##### Working data #####

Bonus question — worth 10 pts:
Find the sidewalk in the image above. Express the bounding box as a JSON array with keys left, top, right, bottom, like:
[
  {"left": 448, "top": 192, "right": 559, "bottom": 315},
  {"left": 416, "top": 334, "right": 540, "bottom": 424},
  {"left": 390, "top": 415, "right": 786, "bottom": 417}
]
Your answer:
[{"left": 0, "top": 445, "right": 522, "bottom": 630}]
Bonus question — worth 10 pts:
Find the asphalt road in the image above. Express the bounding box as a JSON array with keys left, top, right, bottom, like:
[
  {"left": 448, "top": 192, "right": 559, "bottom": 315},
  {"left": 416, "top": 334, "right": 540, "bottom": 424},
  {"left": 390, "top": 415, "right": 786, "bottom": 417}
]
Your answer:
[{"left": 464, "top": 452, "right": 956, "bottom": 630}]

#####

Restate the full listing word for word, leaving out nothing.

Exercise result:
Bonus question — worth 10 pts:
Find the sidewalk in the image above. Express the bounding box as a JSON array with keys left, top, right, bottom, like:
[
  {"left": 448, "top": 192, "right": 559, "bottom": 315},
  {"left": 416, "top": 334, "right": 540, "bottom": 424},
  {"left": 390, "top": 415, "right": 786, "bottom": 417}
]
Your answer:
[{"left": 0, "top": 445, "right": 522, "bottom": 630}]
Bonus question — worth 10 pts:
Find the asphalt road in the image above. Express the bounding box as a JSON array with keys left, top, right, bottom, like:
[
  {"left": 448, "top": 192, "right": 559, "bottom": 315},
  {"left": 416, "top": 334, "right": 540, "bottom": 424},
  {"left": 390, "top": 415, "right": 786, "bottom": 417}
]
Your answer:
[{"left": 464, "top": 452, "right": 956, "bottom": 630}]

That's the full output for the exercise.